**Exercise instructions:** If a record contains a picture, leave the picture out and copy everything else exactly.

**Exercise data:**
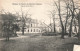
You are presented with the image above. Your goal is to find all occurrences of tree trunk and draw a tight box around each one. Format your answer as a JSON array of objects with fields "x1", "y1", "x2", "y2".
[
  {"x1": 22, "y1": 22, "x2": 25, "y2": 35},
  {"x1": 22, "y1": 27, "x2": 24, "y2": 35},
  {"x1": 69, "y1": 17, "x2": 73, "y2": 37},
  {"x1": 58, "y1": 0, "x2": 64, "y2": 39},
  {"x1": 61, "y1": 26, "x2": 65, "y2": 39},
  {"x1": 68, "y1": 0, "x2": 75, "y2": 37},
  {"x1": 74, "y1": 19, "x2": 77, "y2": 34},
  {"x1": 64, "y1": 7, "x2": 69, "y2": 34},
  {"x1": 69, "y1": 12, "x2": 74, "y2": 37},
  {"x1": 64, "y1": 18, "x2": 67, "y2": 34},
  {"x1": 78, "y1": 11, "x2": 80, "y2": 40},
  {"x1": 53, "y1": 15, "x2": 56, "y2": 33},
  {"x1": 78, "y1": 22, "x2": 80, "y2": 40},
  {"x1": 54, "y1": 22, "x2": 56, "y2": 33},
  {"x1": 6, "y1": 30, "x2": 9, "y2": 41}
]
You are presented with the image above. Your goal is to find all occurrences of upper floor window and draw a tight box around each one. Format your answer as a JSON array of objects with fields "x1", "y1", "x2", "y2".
[{"x1": 31, "y1": 24, "x2": 32, "y2": 27}]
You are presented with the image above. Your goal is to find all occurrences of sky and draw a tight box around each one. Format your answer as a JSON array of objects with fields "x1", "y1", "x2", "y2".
[
  {"x1": 0, "y1": 0, "x2": 80, "y2": 25},
  {"x1": 0, "y1": 0, "x2": 55, "y2": 24}
]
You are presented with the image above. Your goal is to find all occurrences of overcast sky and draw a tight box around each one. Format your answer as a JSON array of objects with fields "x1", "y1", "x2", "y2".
[{"x1": 0, "y1": 0, "x2": 80, "y2": 25}]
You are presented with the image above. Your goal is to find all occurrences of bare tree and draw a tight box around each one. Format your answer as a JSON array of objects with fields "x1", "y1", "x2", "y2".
[
  {"x1": 65, "y1": 0, "x2": 80, "y2": 37},
  {"x1": 20, "y1": 7, "x2": 31, "y2": 35},
  {"x1": 67, "y1": 0, "x2": 75, "y2": 37},
  {"x1": 54, "y1": 0, "x2": 65, "y2": 38},
  {"x1": 49, "y1": 11, "x2": 56, "y2": 33},
  {"x1": 63, "y1": 0, "x2": 79, "y2": 37},
  {"x1": 76, "y1": 10, "x2": 80, "y2": 40}
]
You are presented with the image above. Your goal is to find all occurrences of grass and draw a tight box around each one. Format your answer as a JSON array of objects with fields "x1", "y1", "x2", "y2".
[{"x1": 0, "y1": 34, "x2": 78, "y2": 51}]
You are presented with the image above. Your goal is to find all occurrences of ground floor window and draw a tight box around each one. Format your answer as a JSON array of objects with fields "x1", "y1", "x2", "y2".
[
  {"x1": 28, "y1": 29, "x2": 29, "y2": 32},
  {"x1": 26, "y1": 28, "x2": 41, "y2": 33},
  {"x1": 31, "y1": 29, "x2": 32, "y2": 32},
  {"x1": 34, "y1": 29, "x2": 35, "y2": 32}
]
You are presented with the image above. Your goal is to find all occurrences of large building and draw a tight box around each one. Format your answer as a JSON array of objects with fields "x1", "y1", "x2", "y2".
[
  {"x1": 24, "y1": 20, "x2": 42, "y2": 33},
  {"x1": 17, "y1": 18, "x2": 43, "y2": 34}
]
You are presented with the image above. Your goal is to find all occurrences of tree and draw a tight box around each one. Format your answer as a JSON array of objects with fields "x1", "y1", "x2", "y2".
[
  {"x1": 76, "y1": 10, "x2": 80, "y2": 40},
  {"x1": 67, "y1": 0, "x2": 75, "y2": 37},
  {"x1": 64, "y1": 1, "x2": 70, "y2": 35},
  {"x1": 49, "y1": 11, "x2": 56, "y2": 33},
  {"x1": 11, "y1": 24, "x2": 20, "y2": 36},
  {"x1": 1, "y1": 12, "x2": 19, "y2": 41},
  {"x1": 54, "y1": 0, "x2": 65, "y2": 38},
  {"x1": 64, "y1": 0, "x2": 79, "y2": 37},
  {"x1": 19, "y1": 7, "x2": 32, "y2": 35}
]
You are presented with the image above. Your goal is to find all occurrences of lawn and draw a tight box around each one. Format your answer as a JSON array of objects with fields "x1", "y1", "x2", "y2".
[{"x1": 0, "y1": 35, "x2": 78, "y2": 51}]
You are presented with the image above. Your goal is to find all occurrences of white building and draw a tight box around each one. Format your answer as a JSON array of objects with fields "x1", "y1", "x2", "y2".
[
  {"x1": 17, "y1": 18, "x2": 43, "y2": 34},
  {"x1": 24, "y1": 21, "x2": 42, "y2": 33}
]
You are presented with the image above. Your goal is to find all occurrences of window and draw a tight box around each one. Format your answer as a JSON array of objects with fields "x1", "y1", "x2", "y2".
[
  {"x1": 28, "y1": 29, "x2": 29, "y2": 32},
  {"x1": 31, "y1": 24, "x2": 32, "y2": 27},
  {"x1": 34, "y1": 29, "x2": 35, "y2": 32},
  {"x1": 31, "y1": 29, "x2": 32, "y2": 32},
  {"x1": 37, "y1": 29, "x2": 38, "y2": 32},
  {"x1": 39, "y1": 30, "x2": 40, "y2": 32}
]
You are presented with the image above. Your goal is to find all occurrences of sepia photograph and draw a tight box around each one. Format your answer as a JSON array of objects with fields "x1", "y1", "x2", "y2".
[{"x1": 0, "y1": 0, "x2": 80, "y2": 51}]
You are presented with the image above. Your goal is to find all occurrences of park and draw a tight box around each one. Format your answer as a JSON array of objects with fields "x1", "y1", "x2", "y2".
[{"x1": 0, "y1": 0, "x2": 80, "y2": 51}]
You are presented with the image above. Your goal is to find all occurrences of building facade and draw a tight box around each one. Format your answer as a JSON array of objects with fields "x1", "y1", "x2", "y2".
[
  {"x1": 24, "y1": 23, "x2": 42, "y2": 33},
  {"x1": 17, "y1": 18, "x2": 43, "y2": 34}
]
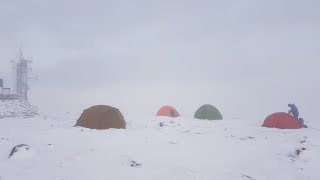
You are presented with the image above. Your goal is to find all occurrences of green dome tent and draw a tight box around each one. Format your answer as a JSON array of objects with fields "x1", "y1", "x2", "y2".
[{"x1": 194, "y1": 104, "x2": 223, "y2": 120}]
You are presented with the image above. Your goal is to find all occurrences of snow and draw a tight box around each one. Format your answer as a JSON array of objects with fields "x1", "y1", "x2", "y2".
[
  {"x1": 0, "y1": 114, "x2": 320, "y2": 180},
  {"x1": 0, "y1": 100, "x2": 38, "y2": 118}
]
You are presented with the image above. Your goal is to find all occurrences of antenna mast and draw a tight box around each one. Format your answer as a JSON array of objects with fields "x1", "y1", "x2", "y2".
[{"x1": 16, "y1": 49, "x2": 33, "y2": 100}]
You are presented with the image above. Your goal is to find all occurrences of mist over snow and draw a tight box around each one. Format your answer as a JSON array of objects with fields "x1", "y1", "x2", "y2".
[{"x1": 0, "y1": 0, "x2": 320, "y2": 123}]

**Response for this exercise:**
You are presented with the image above. Your goal is to find all occurrences of tree trunk and draw a tight box around each one. Format your answer as a JSON array of objects with fields "x1", "y1", "x2", "y2".
[
  {"x1": 22, "y1": 22, "x2": 25, "y2": 35},
  {"x1": 22, "y1": 27, "x2": 24, "y2": 35},
  {"x1": 69, "y1": 17, "x2": 73, "y2": 37},
  {"x1": 58, "y1": 0, "x2": 64, "y2": 39},
  {"x1": 61, "y1": 26, "x2": 65, "y2": 39},
  {"x1": 68, "y1": 0, "x2": 75, "y2": 37},
  {"x1": 74, "y1": 19, "x2": 77, "y2": 34},
  {"x1": 64, "y1": 7, "x2": 69, "y2": 34},
  {"x1": 69, "y1": 12, "x2": 74, "y2": 37},
  {"x1": 64, "y1": 18, "x2": 67, "y2": 34},
  {"x1": 78, "y1": 11, "x2": 80, "y2": 40},
  {"x1": 53, "y1": 15, "x2": 56, "y2": 33},
  {"x1": 78, "y1": 22, "x2": 80, "y2": 40},
  {"x1": 54, "y1": 22, "x2": 56, "y2": 33},
  {"x1": 6, "y1": 30, "x2": 9, "y2": 41}
]
You are presented with the image above. Your goal is to find all occurrences of upper floor window and draw a tight box around each one. Format your answer as a JSON array of objects with fields "x1", "y1", "x2", "y2".
[{"x1": 31, "y1": 24, "x2": 32, "y2": 27}]
You are presented with the image above. Your goal is to find all occurrences of sky and draw a tight box around each one. Format your answer as a JSON array of objects with fields "x1", "y1", "x2", "y2".
[
  {"x1": 0, "y1": 0, "x2": 80, "y2": 25},
  {"x1": 0, "y1": 0, "x2": 55, "y2": 24}
]
You are presented with the image above. Your goal is to find all occurrences of overcast sky and draw a tight box around each one. Format your answer as a JSON array of objects with fields "x1", "y1", "x2", "y2".
[{"x1": 0, "y1": 0, "x2": 80, "y2": 25}]
You are presented with the image above. Your goal is to find all occurrences of bare tree and draw a tight box around each one. Format your answer as a JSON array of objects with fields "x1", "y1", "x2", "y2".
[
  {"x1": 65, "y1": 0, "x2": 80, "y2": 37},
  {"x1": 20, "y1": 7, "x2": 31, "y2": 35},
  {"x1": 67, "y1": 0, "x2": 75, "y2": 37},
  {"x1": 54, "y1": 0, "x2": 65, "y2": 38},
  {"x1": 49, "y1": 11, "x2": 56, "y2": 33},
  {"x1": 63, "y1": 0, "x2": 79, "y2": 37},
  {"x1": 76, "y1": 10, "x2": 80, "y2": 40}
]
You are presented with the image above. Your goal is to find all occurrences of grass and draw a tight box around each one. Format your answer as a JSON array of objects with fields "x1", "y1", "x2", "y2".
[{"x1": 0, "y1": 34, "x2": 78, "y2": 51}]
You are presented with the image above. Your goal is to find all occurrences of ground floor window and draw a tight box around each one. Format your answer as a JSON array of objects with fields "x1", "y1", "x2", "y2".
[
  {"x1": 28, "y1": 29, "x2": 29, "y2": 32},
  {"x1": 26, "y1": 28, "x2": 41, "y2": 33},
  {"x1": 31, "y1": 29, "x2": 32, "y2": 32},
  {"x1": 34, "y1": 29, "x2": 35, "y2": 32}
]
You are presented with the image above. Your goal is to find all occurrences of large building and draw a tight box around each one. Format your answer as a JSON array of objects with fields "x1", "y1", "x2", "y2".
[
  {"x1": 24, "y1": 20, "x2": 42, "y2": 33},
  {"x1": 17, "y1": 18, "x2": 43, "y2": 34}
]
You are presented with the image above. Your goal is to find all occurrences of tree and draw a tight box around each one. Format your answer as a JSON array of objects with fields "x1", "y1", "x2", "y2".
[
  {"x1": 76, "y1": 10, "x2": 80, "y2": 40},
  {"x1": 67, "y1": 0, "x2": 75, "y2": 37},
  {"x1": 64, "y1": 1, "x2": 70, "y2": 35},
  {"x1": 49, "y1": 11, "x2": 56, "y2": 33},
  {"x1": 11, "y1": 24, "x2": 20, "y2": 36},
  {"x1": 1, "y1": 12, "x2": 19, "y2": 41},
  {"x1": 54, "y1": 0, "x2": 65, "y2": 38},
  {"x1": 64, "y1": 0, "x2": 79, "y2": 37},
  {"x1": 19, "y1": 7, "x2": 32, "y2": 35}
]
You are presented with the image above. Your goal is to find all occurrences of lawn and draw a tight box around each one. Format your answer as a JSON array of objects with fields "x1", "y1", "x2", "y2".
[{"x1": 0, "y1": 35, "x2": 78, "y2": 51}]
You are presented with the image above. Your goal is to find all occurrences of white building and draw a tight box around each one. Format your answer as a JSON array of objects with fields "x1", "y1", "x2", "y2".
[
  {"x1": 17, "y1": 18, "x2": 43, "y2": 34},
  {"x1": 24, "y1": 21, "x2": 42, "y2": 33}
]
You are presented with the image above. Your goal is to find all occurrences of window and draw a tight box around each one. Format your answer as a JSON array of objects with fields "x1", "y1", "x2", "y2".
[
  {"x1": 28, "y1": 29, "x2": 29, "y2": 32},
  {"x1": 31, "y1": 24, "x2": 32, "y2": 27},
  {"x1": 34, "y1": 29, "x2": 35, "y2": 32},
  {"x1": 31, "y1": 29, "x2": 32, "y2": 32},
  {"x1": 37, "y1": 29, "x2": 38, "y2": 32},
  {"x1": 39, "y1": 30, "x2": 40, "y2": 32}
]
You are presented with the image above. Your goal is to find all occurrences of sepia photograph and draw a tight box around each one. Format your answer as a JSON array of objects with fields "x1", "y1", "x2", "y2".
[{"x1": 0, "y1": 0, "x2": 80, "y2": 51}]
You are presented with the image above. Your goal is to find all occurrences of park and draw a tight box around each one. Format your answer as a JSON array of objects with fields "x1", "y1", "x2", "y2".
[{"x1": 0, "y1": 0, "x2": 80, "y2": 51}]
You are presented with the image above. Your goal is to find all occurrences of building facade and draw a tight box around each one. Format your answer as a JSON array of objects with fields "x1", "y1", "x2", "y2".
[
  {"x1": 24, "y1": 23, "x2": 42, "y2": 33},
  {"x1": 17, "y1": 18, "x2": 43, "y2": 34}
]
You are presented with the image above. Your goal is to find all occurrences of green dome tent and draw a tight box around each one. Format your answer as a JSON array of objects with fields "x1", "y1", "x2", "y2".
[{"x1": 194, "y1": 104, "x2": 223, "y2": 120}]
You are presented with the image above. Your goal is to find all occurrences of snow and draw a tight box around each one. Format your answer as a JSON array of objects with fields "x1", "y1", "x2", "y2".
[
  {"x1": 0, "y1": 114, "x2": 320, "y2": 180},
  {"x1": 0, "y1": 100, "x2": 38, "y2": 118}
]
You are presented with the image above. Your goal is to find all occurrences of antenna mast and draw a tight box around each one. Format your answer as a JSON array of objects with fields "x1", "y1", "x2", "y2".
[{"x1": 16, "y1": 49, "x2": 33, "y2": 100}]
You are presented with the image above. Your goal is to find all occurrences of mist over snow and draw a tight box around each one. Format your answer as a JSON array of objects with fields "x1", "y1", "x2", "y2".
[{"x1": 0, "y1": 0, "x2": 320, "y2": 123}]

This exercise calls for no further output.